実施内容 - 以下の項目のうち、「Where can you see the water reflection?」を含む行から「(1194, 437)」を含む行までの各行を、「番号」列に行番号、「内容」列にその行を入れたMarkdownの表で表してください。両端の行を含め、空行は除いて、この範囲の行だけを載せてください。

提供項目 -
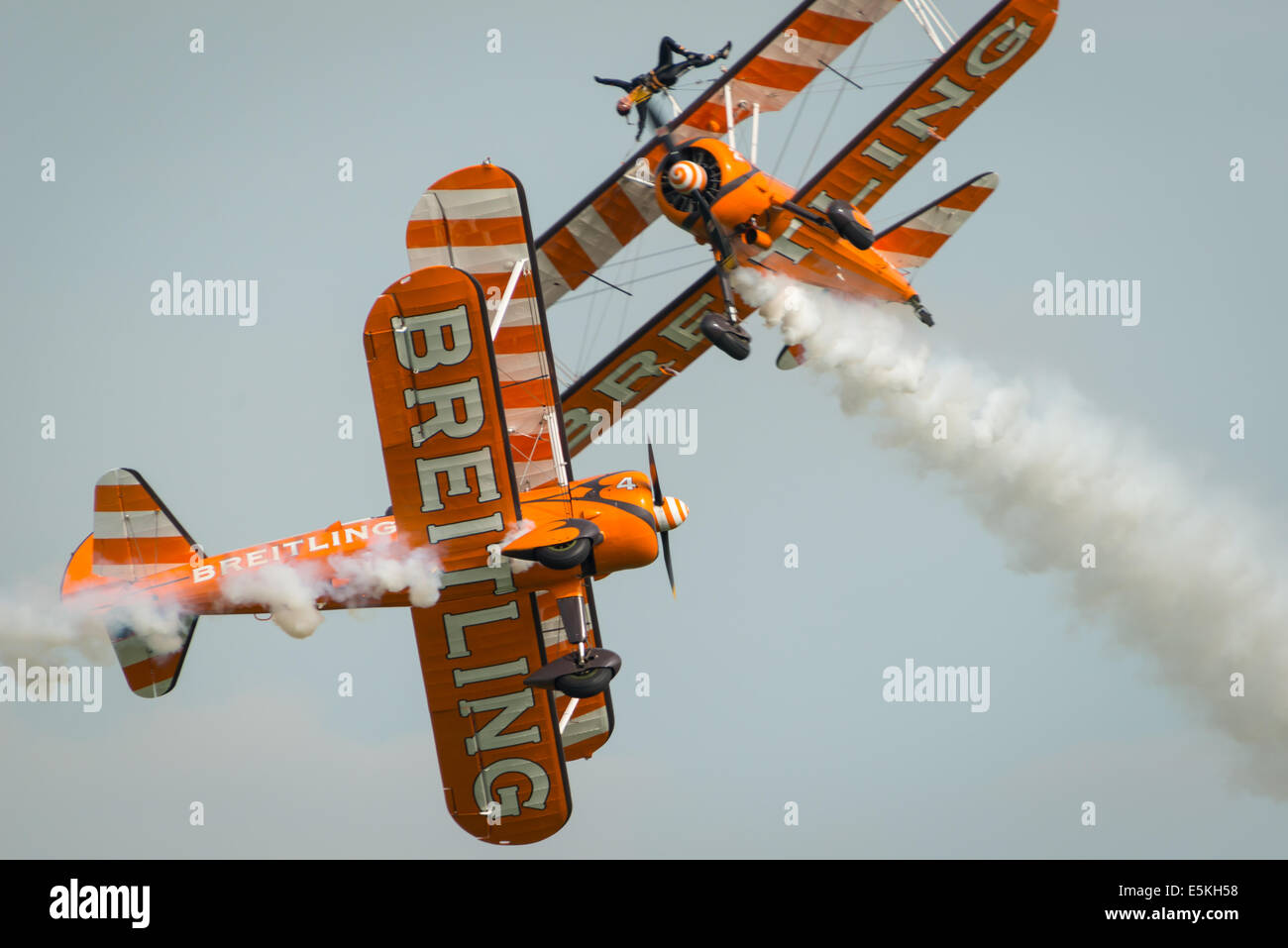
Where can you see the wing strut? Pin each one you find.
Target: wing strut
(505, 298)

...

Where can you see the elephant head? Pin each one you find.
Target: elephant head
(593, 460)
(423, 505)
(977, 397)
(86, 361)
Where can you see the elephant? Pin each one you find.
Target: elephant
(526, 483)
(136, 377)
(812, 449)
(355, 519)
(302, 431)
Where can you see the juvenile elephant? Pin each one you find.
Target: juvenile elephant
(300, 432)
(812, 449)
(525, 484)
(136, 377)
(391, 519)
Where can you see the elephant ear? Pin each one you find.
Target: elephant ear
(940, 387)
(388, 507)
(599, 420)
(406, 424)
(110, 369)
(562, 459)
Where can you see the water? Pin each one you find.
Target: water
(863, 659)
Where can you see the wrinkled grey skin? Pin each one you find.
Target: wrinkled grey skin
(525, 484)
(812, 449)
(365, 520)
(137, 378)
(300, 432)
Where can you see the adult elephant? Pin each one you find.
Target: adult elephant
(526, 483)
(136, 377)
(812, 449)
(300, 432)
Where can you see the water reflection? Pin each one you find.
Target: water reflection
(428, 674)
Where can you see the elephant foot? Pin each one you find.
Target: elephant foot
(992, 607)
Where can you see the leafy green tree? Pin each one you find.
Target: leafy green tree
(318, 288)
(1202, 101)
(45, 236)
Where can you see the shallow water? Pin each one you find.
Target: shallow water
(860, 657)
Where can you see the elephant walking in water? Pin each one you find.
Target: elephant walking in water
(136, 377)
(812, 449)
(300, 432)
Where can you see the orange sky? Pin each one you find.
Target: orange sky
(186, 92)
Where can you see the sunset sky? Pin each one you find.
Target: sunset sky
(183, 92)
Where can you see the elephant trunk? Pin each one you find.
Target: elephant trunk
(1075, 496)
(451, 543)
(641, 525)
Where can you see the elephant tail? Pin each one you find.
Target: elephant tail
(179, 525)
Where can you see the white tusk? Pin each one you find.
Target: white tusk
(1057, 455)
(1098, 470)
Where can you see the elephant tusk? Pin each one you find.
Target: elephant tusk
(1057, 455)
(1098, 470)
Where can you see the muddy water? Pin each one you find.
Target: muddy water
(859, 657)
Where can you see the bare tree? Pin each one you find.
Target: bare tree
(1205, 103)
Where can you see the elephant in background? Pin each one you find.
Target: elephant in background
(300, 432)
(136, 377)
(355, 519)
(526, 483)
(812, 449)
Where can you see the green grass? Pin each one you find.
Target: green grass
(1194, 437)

記述回答 -
| 番号 | 内容 |
|---|---|
| 1 | Where can you see the water reflection? Pin each one you find. |
| 2 | Target: water reflection |
| 3 | (428, 674) |
| 4 | Where can you see the elephant foot? Pin each one you find. |
| 5 | Target: elephant foot |
| 6 | (992, 607) |
| 7 | Where can you see the leafy green tree? Pin each one you find. |
| 8 | Target: leafy green tree |
| 9 | (318, 288) |
| 10 | (1202, 101) |
| 11 | (45, 236) |
| 12 | Where can you see the shallow water? Pin each one you find. |
| 13 | Target: shallow water |
| 14 | (860, 657) |
| 15 | Where can you see the elephant walking in water? Pin each one you find. |
| 16 | Target: elephant walking in water |
| 17 | (136, 377) |
| 18 | (812, 449) |
| 19 | (300, 432) |
| 20 | Where can you see the orange sky? Pin each one you find. |
| 21 | Target: orange sky |
| 22 | (186, 92) |
| 23 | Where can you see the sunset sky? Pin each one you find. |
| 24 | Target: sunset sky |
| 25 | (183, 92) |
| 26 | Where can you see the elephant trunk? Pin each one you find. |
| 27 | Target: elephant trunk |
| 28 | (1075, 496) |
| 29 | (451, 543) |
| 30 | (641, 525) |
| 31 | Where can you see the elephant tail? Pin each one you find. |
| 32 | Target: elephant tail |
| 33 | (179, 525) |
| 34 | Where can you see the white tusk? Pin each one you find. |
| 35 | Target: white tusk |
| 36 | (1057, 455) |
| 37 | (1098, 470) |
| 38 | Where can you see the elephant tusk? Pin each one you find. |
| 39 | Target: elephant tusk |
| 40 | (1057, 455) |
| 41 | (1098, 470) |
| 42 | Where can you see the muddy water? Pin each one you find. |
| 43 | Target: muddy water |
| 44 | (859, 657) |
| 45 | Where can you see the bare tree? Pin each one you find. |
| 46 | Target: bare tree |
| 47 | (1205, 103) |
| 48 | Where can you see the elephant in background? Pin each one you find. |
| 49 | Target: elephant in background |
| 50 | (300, 432) |
| 51 | (136, 377) |
| 52 | (355, 519) |
| 53 | (526, 483) |
| 54 | (812, 449) |
| 55 | Where can you see the green grass? Pin each one you find. |
| 56 | Target: green grass |
| 57 | (1194, 437) |